◆ Document extract

+++++

Its self-styled healer, Ehud Barak, also constitutes the most lethal symptom of its affliction. It has begun to dawn on the heirs to the Labor estate, those who still possess a modicum of youth and vigor and vision, that the disease, and in particular, the treatment, may soon drain the inheritance to nothing.

Longtime friends are distancing themselves from the patient, whose bed is surrounded with disgruntled family members blaring their hatred of Barak as an extremist capitalist dictator (Amir Peretz) and a Mafioso (Eitan Cabel). Many are threatening to leave the patient forever. The clock is ticking, and the end may be no more than weeks away.

Meretz, Labor's rapidly aging love child, has meanwhile turned from ideological refuge to sheltered housing. Its onetime helmsman, Yossi Beilin, having run the party aground, has jumped ship.

Many Arab political movements have become increasingly hardline, some distancing themselves from cooperation from the Jewish left - one, at least, espousing anti-Semitism and backing violence against Jews.

So, in a country founded by leftists, how would Israel look if its left finally died?

It might look just like it does.

The Prime Minister would work just as diligently as the man he once ordered assassinated, Hamas leader Khaled Meshaal, to find creative new ways to reject the concept of two states for two peoples.

The Finance Minister would be a onetime Peace Now activist - injured in the same 1983 grenade attack which killed fellow Peace Now organizer Emil Grunsweig during a Jerusalem anti-war demonstration - turned apologist for the repeal of government social benefits for the needy.

The Foreign Minister would be a man who in 2007 warned EU Mideast envoy Tony Blair that any attempt to address the core issues surrounding the establishment of a Palestinian state at a U.S-hosted peace summit would "bring about the collapse of the coalition and the government in Israel."

The Public Security Minister would be a man who, hours before the Pope's arrival in Jerusalem, would summarily order the police to bar the Palestinian Authority from holding a news conference for foreign correspondents in East Jerusalem.

The Defense Minister would be a man who, even if he led the Labor Party, would keep the economic siege clenched on more than a million Gazans ? rockets or no rockets, while letting West Bank settlement construction hum on unabated.

The head of the opposition, whose advice on enlisting the Arab world in the Mideast peace process is being incorporated into U.S. policy, would be a former lifelong Likud activist, rather than a Labor, or former Labor, supporter.

Every single day, several times a day, there is a concrete reminder of the direction things are headed. The need for powerful voices on the left is stronger than ever. The government, for its part, is already honing its approach: Stalls, feints, alternation of crude outbursts (Lieberman) with sophisticated and meaningless formulae (everyone else).

Perhaps most disconcerting, for those who truly want to see progress toward peace, is the clear lesson in all of this: Where it comes to fending off peace through big talk and bigger paralysis, the right learned from the masters - the masters of Labor. Take, for example, the 10 years post-1967 when Labor was still firmly in charge.

These days, it may be much too late to ask what Israel would look like if the left were dead.

At this point, if the left were dead, would anyone even notice?

+++++

◆ Your goal
According to the opinion piece on Israel's political left, which Peace Now organizer was killed in the 1983 grenade attack during a Jerusalem anti-war demonstration? The records have nothing to do with the text.

◆ Information provided
+++++

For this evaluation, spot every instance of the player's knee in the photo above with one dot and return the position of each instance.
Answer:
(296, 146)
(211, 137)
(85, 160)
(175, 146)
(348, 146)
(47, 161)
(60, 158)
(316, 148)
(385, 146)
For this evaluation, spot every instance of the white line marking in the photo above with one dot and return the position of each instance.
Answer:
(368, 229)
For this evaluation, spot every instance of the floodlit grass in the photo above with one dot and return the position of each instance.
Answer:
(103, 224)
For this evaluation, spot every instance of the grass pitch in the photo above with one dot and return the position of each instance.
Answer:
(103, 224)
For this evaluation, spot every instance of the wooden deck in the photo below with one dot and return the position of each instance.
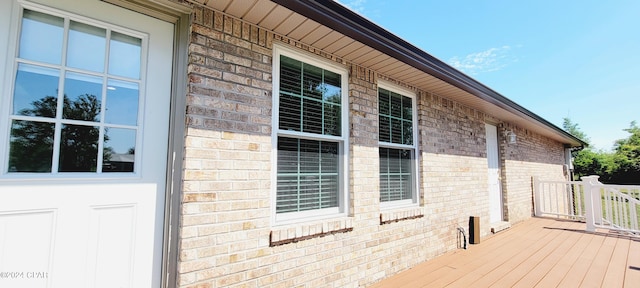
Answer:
(539, 252)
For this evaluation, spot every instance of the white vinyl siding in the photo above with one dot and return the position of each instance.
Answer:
(309, 136)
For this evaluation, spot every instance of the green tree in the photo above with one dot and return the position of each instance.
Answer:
(627, 156)
(588, 161)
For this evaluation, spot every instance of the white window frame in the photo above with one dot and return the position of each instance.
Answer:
(416, 155)
(343, 140)
(10, 70)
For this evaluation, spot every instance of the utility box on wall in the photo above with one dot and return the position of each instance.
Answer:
(474, 230)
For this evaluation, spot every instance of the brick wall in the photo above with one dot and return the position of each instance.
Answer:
(226, 236)
(532, 156)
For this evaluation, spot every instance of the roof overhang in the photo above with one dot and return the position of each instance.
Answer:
(333, 28)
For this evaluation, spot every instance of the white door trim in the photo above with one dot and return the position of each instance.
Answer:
(496, 211)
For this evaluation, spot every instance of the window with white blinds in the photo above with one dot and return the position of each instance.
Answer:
(397, 147)
(310, 137)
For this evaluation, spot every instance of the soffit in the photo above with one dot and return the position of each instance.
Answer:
(285, 22)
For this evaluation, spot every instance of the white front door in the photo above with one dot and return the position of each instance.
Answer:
(83, 144)
(495, 190)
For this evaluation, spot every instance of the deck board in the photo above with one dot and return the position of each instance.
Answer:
(540, 252)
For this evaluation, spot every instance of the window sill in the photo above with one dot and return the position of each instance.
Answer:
(304, 231)
(387, 217)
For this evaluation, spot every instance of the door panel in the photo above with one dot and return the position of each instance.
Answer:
(495, 189)
(91, 213)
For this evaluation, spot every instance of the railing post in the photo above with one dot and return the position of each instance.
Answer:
(592, 202)
(537, 196)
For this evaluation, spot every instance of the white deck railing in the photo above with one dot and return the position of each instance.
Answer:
(615, 207)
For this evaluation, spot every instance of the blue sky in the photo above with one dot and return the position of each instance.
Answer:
(576, 59)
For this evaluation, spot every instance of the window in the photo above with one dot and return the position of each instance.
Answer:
(74, 103)
(397, 148)
(310, 136)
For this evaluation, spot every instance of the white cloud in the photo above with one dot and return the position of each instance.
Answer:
(489, 60)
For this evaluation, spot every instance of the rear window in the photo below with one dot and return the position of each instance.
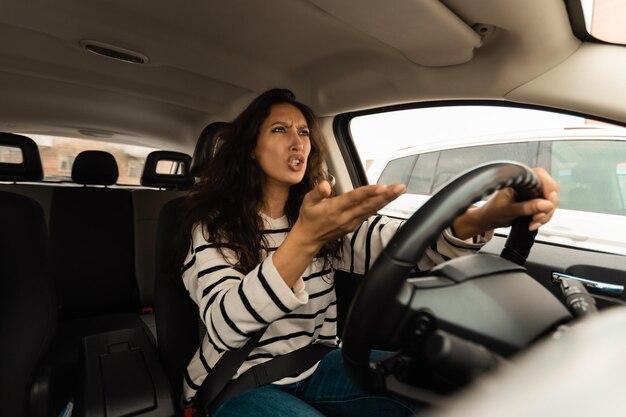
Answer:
(58, 154)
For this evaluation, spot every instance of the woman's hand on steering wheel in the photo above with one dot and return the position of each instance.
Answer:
(502, 208)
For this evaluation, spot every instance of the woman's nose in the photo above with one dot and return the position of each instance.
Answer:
(296, 143)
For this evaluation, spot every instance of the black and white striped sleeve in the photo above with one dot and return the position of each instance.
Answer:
(232, 305)
(362, 247)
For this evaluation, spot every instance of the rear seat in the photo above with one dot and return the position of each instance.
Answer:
(178, 325)
(91, 238)
(92, 263)
(27, 305)
(96, 233)
(147, 204)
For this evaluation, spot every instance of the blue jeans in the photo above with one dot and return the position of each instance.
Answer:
(328, 392)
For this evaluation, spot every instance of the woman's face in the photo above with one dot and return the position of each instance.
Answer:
(283, 146)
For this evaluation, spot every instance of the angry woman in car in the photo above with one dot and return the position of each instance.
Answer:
(265, 233)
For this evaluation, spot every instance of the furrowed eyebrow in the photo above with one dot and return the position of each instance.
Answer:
(285, 124)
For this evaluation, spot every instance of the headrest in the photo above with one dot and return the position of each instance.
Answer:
(208, 142)
(29, 169)
(154, 176)
(95, 168)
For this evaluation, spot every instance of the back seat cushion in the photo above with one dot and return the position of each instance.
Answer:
(91, 234)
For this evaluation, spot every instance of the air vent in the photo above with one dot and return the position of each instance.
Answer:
(114, 52)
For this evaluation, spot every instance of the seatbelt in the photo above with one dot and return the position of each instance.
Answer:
(222, 373)
(218, 386)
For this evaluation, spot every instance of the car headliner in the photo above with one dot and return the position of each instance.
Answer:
(207, 59)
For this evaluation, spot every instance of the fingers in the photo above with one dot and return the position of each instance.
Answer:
(320, 192)
(365, 201)
(545, 212)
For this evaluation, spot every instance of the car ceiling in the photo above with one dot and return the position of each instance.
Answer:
(207, 59)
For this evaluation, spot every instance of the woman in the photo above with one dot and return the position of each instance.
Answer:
(267, 233)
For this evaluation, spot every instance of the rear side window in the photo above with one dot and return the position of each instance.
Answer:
(591, 175)
(454, 161)
(397, 170)
(58, 154)
(10, 155)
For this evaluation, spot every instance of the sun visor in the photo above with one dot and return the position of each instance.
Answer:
(425, 31)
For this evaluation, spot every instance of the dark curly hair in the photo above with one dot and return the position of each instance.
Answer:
(229, 193)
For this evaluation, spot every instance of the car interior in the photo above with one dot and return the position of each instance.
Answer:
(94, 317)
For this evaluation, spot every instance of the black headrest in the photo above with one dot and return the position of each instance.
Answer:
(181, 179)
(95, 167)
(207, 144)
(30, 168)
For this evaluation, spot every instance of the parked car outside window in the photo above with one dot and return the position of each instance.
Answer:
(588, 161)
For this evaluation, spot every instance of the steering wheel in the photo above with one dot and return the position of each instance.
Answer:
(385, 303)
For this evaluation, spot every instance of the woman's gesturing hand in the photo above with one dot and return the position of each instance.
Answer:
(324, 218)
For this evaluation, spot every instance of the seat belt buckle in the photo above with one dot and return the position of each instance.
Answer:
(190, 412)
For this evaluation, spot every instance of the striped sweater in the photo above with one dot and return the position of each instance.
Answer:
(233, 306)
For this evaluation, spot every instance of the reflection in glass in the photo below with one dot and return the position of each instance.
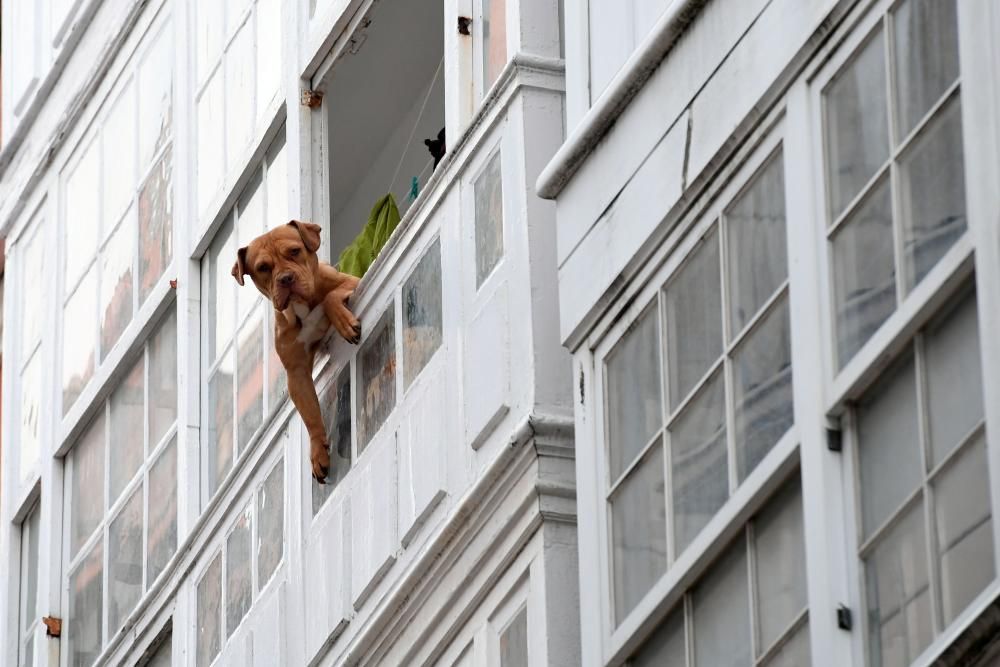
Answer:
(633, 388)
(857, 124)
(422, 314)
(125, 561)
(87, 484)
(898, 592)
(932, 186)
(693, 303)
(86, 604)
(162, 534)
(864, 274)
(639, 533)
(700, 478)
(489, 219)
(377, 370)
(239, 582)
(127, 425)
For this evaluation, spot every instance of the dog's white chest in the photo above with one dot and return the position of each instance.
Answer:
(314, 323)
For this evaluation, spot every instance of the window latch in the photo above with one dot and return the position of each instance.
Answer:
(844, 620)
(312, 99)
(53, 626)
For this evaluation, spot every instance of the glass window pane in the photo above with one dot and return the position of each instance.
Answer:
(220, 423)
(665, 646)
(795, 652)
(700, 478)
(954, 378)
(864, 274)
(964, 529)
(762, 379)
(889, 445)
(489, 219)
(514, 642)
(209, 613)
(277, 189)
(722, 612)
(250, 384)
(422, 314)
(277, 379)
(926, 54)
(86, 602)
(162, 533)
(857, 124)
(898, 590)
(494, 40)
(239, 62)
(337, 417)
(694, 319)
(377, 367)
(87, 484)
(119, 139)
(779, 546)
(211, 136)
(127, 451)
(83, 213)
(639, 533)
(249, 225)
(125, 561)
(163, 379)
(164, 655)
(156, 224)
(239, 584)
(221, 292)
(155, 99)
(271, 529)
(117, 284)
(31, 415)
(80, 342)
(758, 249)
(33, 283)
(932, 183)
(635, 408)
(268, 54)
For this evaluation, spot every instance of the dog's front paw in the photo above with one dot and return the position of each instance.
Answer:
(319, 456)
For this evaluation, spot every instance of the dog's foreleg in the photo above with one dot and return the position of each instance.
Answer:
(302, 391)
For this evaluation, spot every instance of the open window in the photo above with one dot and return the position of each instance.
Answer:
(383, 107)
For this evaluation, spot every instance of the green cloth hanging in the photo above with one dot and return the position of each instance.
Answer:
(357, 257)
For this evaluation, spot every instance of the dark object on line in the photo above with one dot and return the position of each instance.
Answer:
(436, 147)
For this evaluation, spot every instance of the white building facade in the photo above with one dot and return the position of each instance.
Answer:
(779, 251)
(156, 495)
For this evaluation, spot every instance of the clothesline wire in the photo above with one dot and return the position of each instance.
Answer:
(420, 115)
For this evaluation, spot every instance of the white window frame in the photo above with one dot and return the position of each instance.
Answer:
(951, 275)
(744, 499)
(112, 510)
(258, 170)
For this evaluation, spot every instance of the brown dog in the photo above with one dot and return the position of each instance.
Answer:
(308, 296)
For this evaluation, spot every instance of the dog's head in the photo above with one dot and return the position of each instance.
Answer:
(282, 263)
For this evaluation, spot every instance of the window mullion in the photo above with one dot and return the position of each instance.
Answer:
(930, 543)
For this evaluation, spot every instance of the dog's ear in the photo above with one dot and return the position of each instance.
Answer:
(309, 231)
(240, 267)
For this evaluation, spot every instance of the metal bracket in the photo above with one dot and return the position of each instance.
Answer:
(844, 620)
(312, 99)
(53, 626)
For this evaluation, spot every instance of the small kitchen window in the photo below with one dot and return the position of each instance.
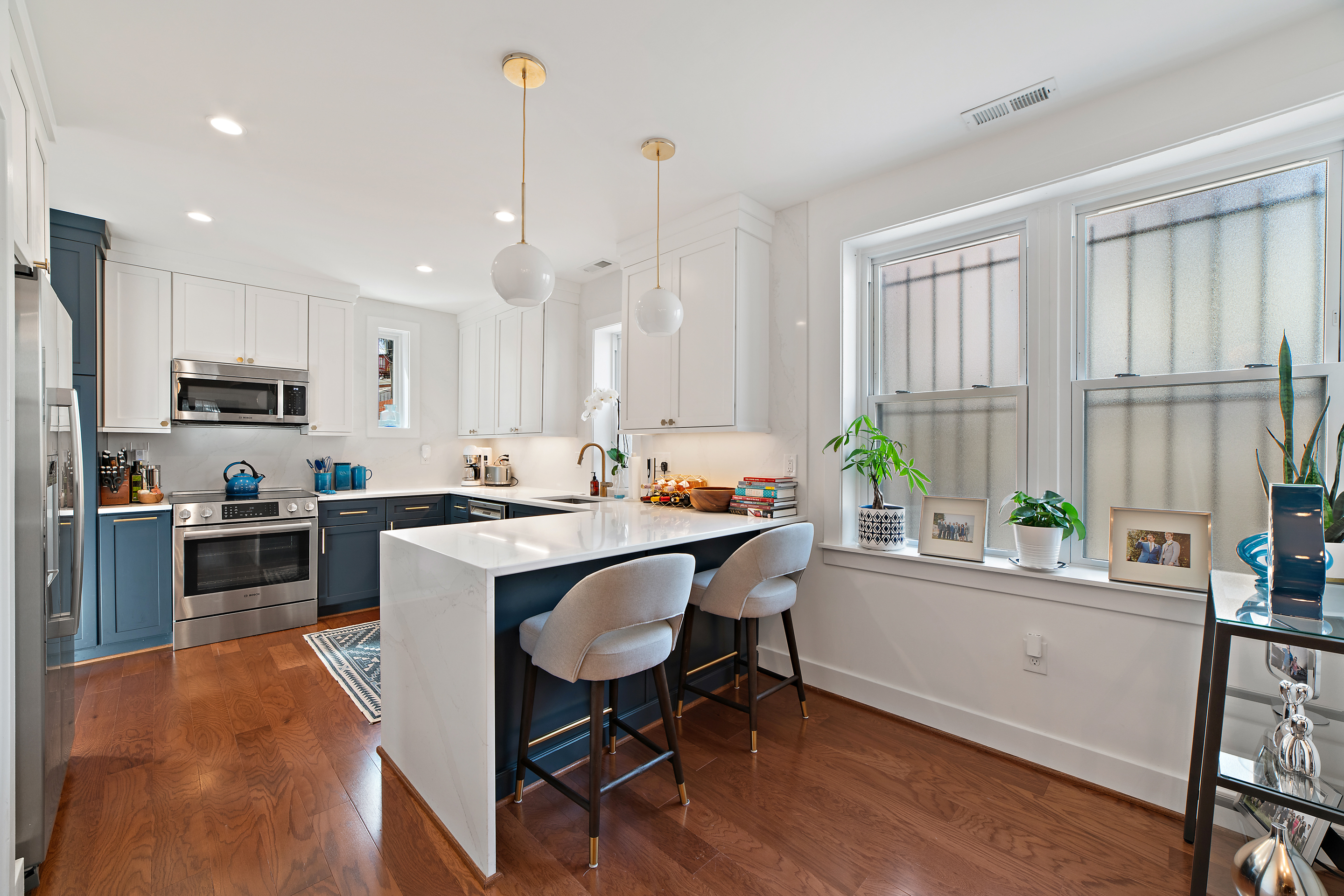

+++++

◆ Output for this task
Emil Grunsweig